Start of Block

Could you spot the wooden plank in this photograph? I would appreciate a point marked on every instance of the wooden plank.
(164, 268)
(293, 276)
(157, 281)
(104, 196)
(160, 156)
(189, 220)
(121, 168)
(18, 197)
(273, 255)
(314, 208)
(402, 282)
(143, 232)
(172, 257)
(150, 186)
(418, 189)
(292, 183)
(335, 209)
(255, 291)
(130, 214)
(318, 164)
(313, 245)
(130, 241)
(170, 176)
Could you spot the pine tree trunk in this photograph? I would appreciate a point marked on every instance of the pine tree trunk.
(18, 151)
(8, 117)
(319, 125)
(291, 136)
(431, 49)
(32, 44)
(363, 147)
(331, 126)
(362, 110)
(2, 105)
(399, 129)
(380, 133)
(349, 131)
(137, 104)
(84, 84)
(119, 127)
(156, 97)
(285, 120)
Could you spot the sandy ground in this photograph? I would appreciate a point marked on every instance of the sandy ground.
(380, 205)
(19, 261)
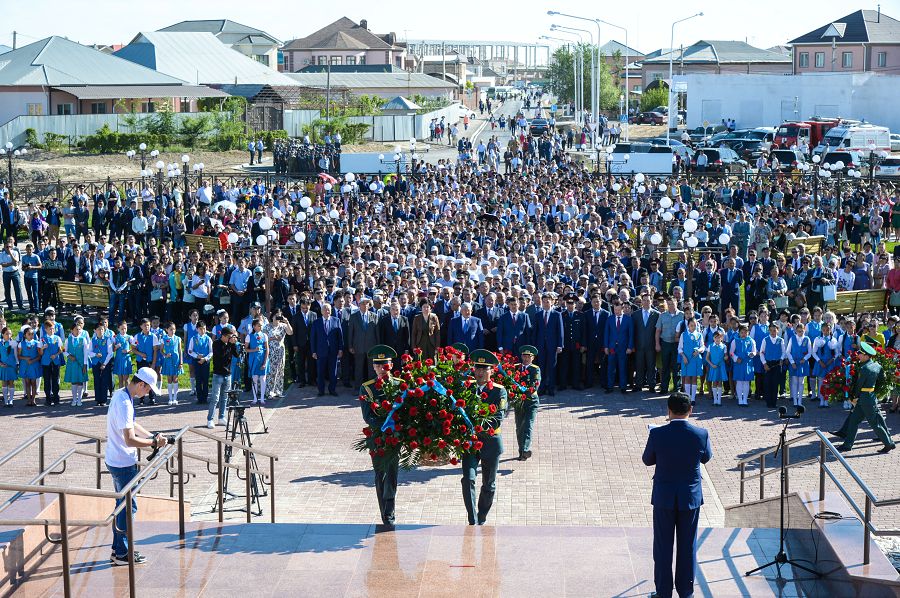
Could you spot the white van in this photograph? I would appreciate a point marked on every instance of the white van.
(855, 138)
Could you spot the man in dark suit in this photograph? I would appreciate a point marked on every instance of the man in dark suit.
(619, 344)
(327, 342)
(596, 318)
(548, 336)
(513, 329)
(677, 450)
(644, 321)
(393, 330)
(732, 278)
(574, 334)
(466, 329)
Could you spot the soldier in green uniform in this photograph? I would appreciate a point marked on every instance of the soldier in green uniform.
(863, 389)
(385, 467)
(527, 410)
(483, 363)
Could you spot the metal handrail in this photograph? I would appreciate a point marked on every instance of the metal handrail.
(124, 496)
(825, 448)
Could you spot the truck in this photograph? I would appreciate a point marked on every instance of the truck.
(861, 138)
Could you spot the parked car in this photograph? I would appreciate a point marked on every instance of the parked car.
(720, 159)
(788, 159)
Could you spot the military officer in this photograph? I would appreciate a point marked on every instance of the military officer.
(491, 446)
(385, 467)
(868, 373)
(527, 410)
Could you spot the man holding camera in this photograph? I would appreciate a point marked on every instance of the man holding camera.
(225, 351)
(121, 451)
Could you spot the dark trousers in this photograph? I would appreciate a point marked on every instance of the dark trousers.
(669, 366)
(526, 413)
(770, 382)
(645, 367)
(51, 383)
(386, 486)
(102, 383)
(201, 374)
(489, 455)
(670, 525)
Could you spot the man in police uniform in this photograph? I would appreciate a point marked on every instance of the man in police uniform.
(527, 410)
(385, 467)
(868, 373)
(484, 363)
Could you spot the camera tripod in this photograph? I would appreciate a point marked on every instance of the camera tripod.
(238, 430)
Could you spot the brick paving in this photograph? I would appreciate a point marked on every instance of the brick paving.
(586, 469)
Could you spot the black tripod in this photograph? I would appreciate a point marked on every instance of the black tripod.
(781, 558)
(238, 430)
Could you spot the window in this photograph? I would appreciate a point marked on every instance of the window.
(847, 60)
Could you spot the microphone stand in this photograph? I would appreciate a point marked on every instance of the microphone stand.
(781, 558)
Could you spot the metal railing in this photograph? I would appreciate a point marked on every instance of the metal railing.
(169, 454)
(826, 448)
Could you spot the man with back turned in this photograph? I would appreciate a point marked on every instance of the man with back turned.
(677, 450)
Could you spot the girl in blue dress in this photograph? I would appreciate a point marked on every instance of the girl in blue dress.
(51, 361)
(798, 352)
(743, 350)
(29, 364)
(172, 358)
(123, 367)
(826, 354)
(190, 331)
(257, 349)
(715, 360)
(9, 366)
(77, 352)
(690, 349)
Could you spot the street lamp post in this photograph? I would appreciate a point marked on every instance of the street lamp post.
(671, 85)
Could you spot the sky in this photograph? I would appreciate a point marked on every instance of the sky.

End of Block

:: Task goal ::
The records above are to be transcribed word for word. Skip the images.

:: Response to this task ::
Could you spot the wooden plank in this photograph? I would appreciate a point marked on every instance of the wooden plank.
(164, 268)
(293, 276)
(157, 281)
(104, 196)
(160, 156)
(189, 220)
(121, 168)
(18, 197)
(273, 255)
(314, 208)
(402, 282)
(143, 232)
(172, 257)
(150, 186)
(418, 189)
(292, 183)
(335, 209)
(255, 291)
(130, 214)
(318, 164)
(313, 245)
(130, 241)
(170, 176)
Could you spot the pine tree trunk in this photograph? I would appreciate a point marked on every instance of the pine tree trunk.
(18, 151)
(8, 117)
(319, 125)
(291, 136)
(431, 49)
(32, 44)
(363, 147)
(331, 126)
(362, 110)
(2, 105)
(399, 129)
(380, 133)
(349, 131)
(137, 104)
(84, 84)
(119, 127)
(156, 97)
(285, 120)
Could you spot the sandy ground in this photograph? I would appreciate a point marked on every instance of the sandy ground.
(380, 205)
(19, 261)
Could you spot the white van in this photograph? I would appreciate a point marked on every instance of the white van.
(855, 138)
Could you spot the man in dark suit in this photograph? I would appreciate a point marked on every instance of the man in dark suit.
(619, 344)
(327, 342)
(596, 318)
(548, 336)
(513, 329)
(677, 450)
(644, 321)
(393, 330)
(732, 278)
(574, 334)
(466, 329)
Could you spot the soldier in green uniform in this photograph? I would appreciate a point marked on every instance of the soldier in green uniform.
(863, 389)
(385, 467)
(527, 410)
(483, 363)
Could you spot the metal handrail in this photograph? I would appreciate a point marked on every instance of the metal handrail.
(124, 496)
(825, 448)
Could you spot the truck in this photograph? I would appreciate a point marked on every instance of the truck.
(861, 138)
Could you spot the parked car in this photograph? I would appreciate a point marked on every instance of the parked car.
(720, 159)
(788, 159)
Could you spot the military officer in this photograph? I would appreciate a point marked on every instance of the military officer.
(491, 446)
(385, 467)
(868, 373)
(527, 410)
Could you spot the man holding camera in this photograph? I would appreciate a point marked on every instance of the man holding camera.
(225, 351)
(121, 451)
Could you spot the dark trousers in this photograph? I would appreciate a point marked on every instance of the dark trousers.
(669, 366)
(526, 413)
(770, 382)
(645, 367)
(51, 383)
(386, 486)
(102, 383)
(201, 374)
(489, 455)
(670, 525)
Could you spot the man in police uniform in this photograph? I would appreciate a point marked on every instance of the man in police uniform.
(527, 410)
(385, 467)
(868, 373)
(484, 363)
Could you spot the camera tripod in this photograph? I would appreciate a point marked on every instance of the camera tripod.
(238, 430)
Could you spot the brick paving in this photograph? I would appreciate a point marked on every instance of the brick paving.
(586, 469)
Could you spot the black tripod in this photograph? I would appreciate a point marked on every instance of the black tripod.
(781, 558)
(238, 430)
Could you spot the window in this photograph? I would appreciate a point marked on every instance of the window.
(847, 60)
Could you spot the microphone stand in this photograph? I would appreciate a point marked on every instance of the microphone stand.
(781, 558)
Could you spot the metal railing in this photograph? I would appreciate a point marked on every instance of the metal railing.
(169, 454)
(826, 448)
Could you spot the man with back turned in this photograph? I would appreciate a point marked on every instance of the man with back turned.
(677, 450)
Could you spot the girl in blue dress in this photograph? I would appreciate a point marked on every instance of the girl in blue dress.
(51, 361)
(798, 352)
(743, 350)
(29, 364)
(172, 358)
(123, 367)
(826, 354)
(190, 331)
(257, 349)
(715, 360)
(9, 366)
(77, 352)
(690, 349)
Could you spot the street lamp post in this photograph? I would appreciate a point marked on every instance of the street lamp post.
(671, 85)
Could you spot the sky in this photograph? I would appreciate a point marked on every instance of the sky.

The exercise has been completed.